▼
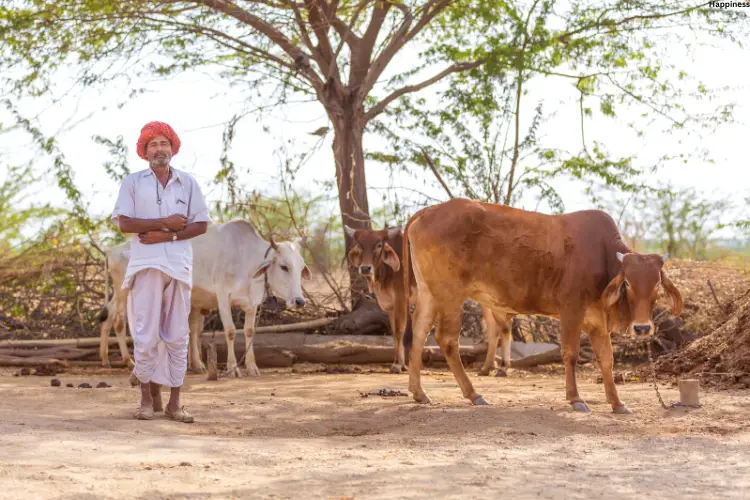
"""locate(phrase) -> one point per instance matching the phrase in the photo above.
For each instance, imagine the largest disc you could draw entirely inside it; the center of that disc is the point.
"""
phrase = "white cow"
(232, 265)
▲
◆ Task objective ◆
Copy out the text of every item above verbatim, leaving out the pictures.

◆ Result of the exercise ◆
"""locate(phrase) -> one point per instance matching the phrase in the photo above.
For each instance, imagine the largest disc you could draw entirely inside it; the center of that disc is the point.
"""
phrase = "white cow"
(232, 265)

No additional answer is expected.